> _RECORD LIST_
■ ■ ■ ■ ■

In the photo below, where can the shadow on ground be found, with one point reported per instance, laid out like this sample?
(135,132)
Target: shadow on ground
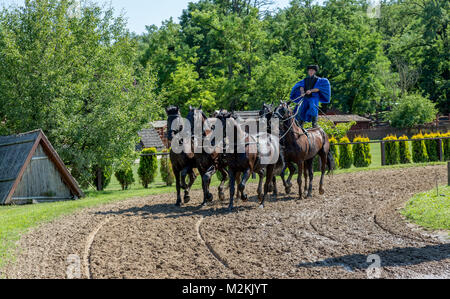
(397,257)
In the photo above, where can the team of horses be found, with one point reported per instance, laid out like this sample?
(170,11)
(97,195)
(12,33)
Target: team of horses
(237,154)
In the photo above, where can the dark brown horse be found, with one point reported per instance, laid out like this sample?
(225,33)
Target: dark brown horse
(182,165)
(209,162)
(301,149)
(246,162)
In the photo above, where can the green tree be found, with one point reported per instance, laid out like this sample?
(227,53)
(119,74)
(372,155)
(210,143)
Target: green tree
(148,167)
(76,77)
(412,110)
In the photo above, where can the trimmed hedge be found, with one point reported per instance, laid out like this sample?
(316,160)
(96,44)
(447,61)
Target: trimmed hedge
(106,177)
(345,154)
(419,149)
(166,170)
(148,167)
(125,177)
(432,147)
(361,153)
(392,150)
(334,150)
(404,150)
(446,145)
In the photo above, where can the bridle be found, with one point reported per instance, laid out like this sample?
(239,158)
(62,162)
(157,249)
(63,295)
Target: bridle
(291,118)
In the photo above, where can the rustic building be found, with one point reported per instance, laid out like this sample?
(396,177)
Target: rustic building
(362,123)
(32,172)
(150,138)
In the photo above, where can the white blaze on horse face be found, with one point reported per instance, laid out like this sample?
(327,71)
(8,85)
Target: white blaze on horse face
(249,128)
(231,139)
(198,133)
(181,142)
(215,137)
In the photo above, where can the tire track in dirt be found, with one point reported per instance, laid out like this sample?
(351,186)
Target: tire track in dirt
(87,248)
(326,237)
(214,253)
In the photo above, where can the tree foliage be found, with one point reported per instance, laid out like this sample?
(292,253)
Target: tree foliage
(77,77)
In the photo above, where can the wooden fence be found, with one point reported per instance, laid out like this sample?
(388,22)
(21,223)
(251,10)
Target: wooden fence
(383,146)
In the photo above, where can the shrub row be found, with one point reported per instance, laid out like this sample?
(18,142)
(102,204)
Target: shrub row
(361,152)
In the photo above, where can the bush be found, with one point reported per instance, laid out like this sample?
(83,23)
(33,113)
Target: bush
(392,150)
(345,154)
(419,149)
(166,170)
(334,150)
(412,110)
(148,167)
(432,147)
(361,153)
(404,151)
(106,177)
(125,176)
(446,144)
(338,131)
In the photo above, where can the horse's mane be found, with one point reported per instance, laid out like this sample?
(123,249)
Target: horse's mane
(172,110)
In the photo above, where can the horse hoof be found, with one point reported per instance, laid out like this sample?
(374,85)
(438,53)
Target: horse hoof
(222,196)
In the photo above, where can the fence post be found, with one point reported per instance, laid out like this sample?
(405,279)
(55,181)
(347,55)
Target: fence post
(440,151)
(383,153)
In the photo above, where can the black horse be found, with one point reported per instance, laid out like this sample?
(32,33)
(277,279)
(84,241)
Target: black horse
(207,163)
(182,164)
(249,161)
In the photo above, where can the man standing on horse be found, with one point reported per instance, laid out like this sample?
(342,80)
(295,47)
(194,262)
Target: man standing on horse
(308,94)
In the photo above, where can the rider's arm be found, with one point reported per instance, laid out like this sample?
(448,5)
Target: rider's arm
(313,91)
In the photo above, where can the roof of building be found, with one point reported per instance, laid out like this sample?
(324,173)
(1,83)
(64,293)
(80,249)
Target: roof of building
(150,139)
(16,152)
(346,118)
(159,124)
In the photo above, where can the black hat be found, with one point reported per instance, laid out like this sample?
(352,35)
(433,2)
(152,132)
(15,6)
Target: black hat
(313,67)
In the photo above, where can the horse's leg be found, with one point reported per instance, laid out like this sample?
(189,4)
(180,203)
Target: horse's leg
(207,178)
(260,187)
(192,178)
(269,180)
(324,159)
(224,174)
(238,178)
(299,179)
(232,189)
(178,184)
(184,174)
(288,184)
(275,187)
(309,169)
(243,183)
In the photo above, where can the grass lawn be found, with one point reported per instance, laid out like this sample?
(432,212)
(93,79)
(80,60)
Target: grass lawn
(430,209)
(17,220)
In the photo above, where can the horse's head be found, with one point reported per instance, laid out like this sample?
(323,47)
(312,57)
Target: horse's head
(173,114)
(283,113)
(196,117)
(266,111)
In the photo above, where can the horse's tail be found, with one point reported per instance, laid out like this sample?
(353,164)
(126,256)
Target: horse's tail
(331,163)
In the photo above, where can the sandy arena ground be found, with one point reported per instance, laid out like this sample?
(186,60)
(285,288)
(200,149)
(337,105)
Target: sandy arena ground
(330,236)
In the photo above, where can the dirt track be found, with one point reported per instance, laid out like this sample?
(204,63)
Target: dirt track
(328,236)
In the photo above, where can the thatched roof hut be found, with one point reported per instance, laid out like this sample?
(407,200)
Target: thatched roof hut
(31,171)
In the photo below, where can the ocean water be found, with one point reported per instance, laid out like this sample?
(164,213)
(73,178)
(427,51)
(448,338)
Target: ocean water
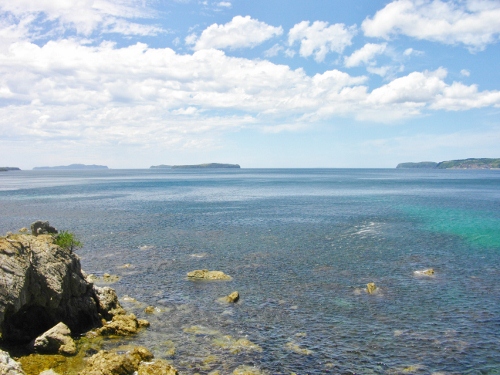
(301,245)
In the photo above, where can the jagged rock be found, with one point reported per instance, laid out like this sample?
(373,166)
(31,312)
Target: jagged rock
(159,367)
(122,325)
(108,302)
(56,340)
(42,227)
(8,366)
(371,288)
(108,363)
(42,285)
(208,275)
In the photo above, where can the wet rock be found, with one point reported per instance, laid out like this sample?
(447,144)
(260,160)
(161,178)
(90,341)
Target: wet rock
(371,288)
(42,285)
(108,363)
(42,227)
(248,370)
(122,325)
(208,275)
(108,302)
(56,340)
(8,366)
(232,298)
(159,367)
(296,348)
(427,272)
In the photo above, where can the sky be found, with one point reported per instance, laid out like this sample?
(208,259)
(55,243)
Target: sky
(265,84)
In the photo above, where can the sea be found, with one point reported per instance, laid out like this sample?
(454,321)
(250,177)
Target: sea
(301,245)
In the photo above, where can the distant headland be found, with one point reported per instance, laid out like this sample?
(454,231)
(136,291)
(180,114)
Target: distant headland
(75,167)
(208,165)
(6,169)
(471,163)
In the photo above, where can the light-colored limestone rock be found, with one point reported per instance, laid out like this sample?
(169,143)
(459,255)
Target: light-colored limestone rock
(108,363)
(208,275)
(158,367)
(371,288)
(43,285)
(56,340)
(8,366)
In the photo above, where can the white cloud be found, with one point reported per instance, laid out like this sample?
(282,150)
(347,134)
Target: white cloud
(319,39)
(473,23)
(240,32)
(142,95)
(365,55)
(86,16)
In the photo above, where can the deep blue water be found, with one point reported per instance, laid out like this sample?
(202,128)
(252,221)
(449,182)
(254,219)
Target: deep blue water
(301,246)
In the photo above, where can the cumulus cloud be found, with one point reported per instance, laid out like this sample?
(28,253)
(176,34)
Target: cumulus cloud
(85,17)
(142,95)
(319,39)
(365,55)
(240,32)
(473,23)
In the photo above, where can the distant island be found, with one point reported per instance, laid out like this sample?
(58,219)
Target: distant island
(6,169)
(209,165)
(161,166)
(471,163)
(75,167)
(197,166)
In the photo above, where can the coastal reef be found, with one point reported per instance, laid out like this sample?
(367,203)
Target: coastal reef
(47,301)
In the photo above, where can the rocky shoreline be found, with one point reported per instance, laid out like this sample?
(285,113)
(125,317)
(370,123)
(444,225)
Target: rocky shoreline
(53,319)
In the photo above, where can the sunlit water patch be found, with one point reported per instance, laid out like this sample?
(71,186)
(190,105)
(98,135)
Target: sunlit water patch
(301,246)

■ ■ ■ ■ ■

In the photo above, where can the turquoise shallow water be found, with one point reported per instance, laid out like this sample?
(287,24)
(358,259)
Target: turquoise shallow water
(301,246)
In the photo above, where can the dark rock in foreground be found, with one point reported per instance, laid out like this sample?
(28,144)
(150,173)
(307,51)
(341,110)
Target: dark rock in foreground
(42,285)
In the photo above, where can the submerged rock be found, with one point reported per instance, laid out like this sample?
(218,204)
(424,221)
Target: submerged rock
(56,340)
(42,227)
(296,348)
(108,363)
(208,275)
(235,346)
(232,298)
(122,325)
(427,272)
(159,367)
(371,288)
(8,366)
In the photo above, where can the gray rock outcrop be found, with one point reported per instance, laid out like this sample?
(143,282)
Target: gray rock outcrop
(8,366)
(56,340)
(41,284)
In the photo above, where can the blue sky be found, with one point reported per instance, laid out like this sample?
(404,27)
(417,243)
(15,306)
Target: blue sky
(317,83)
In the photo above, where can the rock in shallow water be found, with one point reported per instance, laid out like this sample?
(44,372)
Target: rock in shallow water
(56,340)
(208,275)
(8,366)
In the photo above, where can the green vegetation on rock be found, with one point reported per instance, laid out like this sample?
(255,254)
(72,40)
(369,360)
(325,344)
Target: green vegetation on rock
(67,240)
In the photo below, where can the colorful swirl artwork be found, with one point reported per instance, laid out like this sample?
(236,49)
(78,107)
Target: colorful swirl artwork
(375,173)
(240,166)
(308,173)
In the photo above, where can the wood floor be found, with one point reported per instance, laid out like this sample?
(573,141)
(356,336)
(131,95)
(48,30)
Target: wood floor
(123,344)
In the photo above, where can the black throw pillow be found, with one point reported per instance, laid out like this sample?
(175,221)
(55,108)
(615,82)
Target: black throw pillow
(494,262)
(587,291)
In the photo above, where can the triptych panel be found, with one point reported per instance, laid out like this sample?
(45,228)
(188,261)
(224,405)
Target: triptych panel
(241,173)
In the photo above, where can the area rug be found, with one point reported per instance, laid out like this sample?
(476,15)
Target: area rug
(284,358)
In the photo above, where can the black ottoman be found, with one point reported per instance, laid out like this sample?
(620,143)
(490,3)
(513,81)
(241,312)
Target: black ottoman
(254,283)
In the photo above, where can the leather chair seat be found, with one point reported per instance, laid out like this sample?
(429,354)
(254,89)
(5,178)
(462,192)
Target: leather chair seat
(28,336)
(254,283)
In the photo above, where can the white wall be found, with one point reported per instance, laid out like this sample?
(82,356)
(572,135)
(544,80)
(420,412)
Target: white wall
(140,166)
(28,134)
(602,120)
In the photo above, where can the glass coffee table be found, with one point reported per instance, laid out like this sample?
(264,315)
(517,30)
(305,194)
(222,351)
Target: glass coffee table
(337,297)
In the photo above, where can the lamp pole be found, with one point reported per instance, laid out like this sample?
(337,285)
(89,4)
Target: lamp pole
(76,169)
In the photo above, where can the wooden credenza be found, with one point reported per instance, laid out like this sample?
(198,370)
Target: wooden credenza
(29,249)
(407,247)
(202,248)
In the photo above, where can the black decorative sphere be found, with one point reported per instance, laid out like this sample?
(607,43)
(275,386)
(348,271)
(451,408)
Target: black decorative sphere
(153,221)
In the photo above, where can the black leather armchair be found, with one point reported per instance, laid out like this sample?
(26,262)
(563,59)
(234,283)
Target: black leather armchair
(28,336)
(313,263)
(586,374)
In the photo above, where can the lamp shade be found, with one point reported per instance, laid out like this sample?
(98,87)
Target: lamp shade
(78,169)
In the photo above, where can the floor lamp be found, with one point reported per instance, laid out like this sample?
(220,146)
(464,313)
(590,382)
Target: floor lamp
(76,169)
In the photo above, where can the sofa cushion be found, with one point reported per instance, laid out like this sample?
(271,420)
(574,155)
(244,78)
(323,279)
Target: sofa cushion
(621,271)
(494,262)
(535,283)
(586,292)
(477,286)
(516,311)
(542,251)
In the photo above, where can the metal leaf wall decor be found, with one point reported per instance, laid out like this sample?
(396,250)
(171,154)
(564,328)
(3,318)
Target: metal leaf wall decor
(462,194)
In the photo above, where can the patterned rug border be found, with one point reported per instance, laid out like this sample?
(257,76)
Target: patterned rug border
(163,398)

■ ■ ■ ■ ■

> _THE EXERCISE_
Locate each line in the items above that contains the word "white", and copy every such line in full.

> _EXERCISE SOLUTION_
In the photo above, where can the white blaze on horse face be found, with one point reported per instance, laid out like this sample?
Target: white blaze on horse face
In the photo above, where can the white cloud be found, with one point reported per instance, laid out like this sample?
Target: white cloud
In the photo above, where can the white wall be found, with one point reported per instance, laid out like this sample?
Target: white wall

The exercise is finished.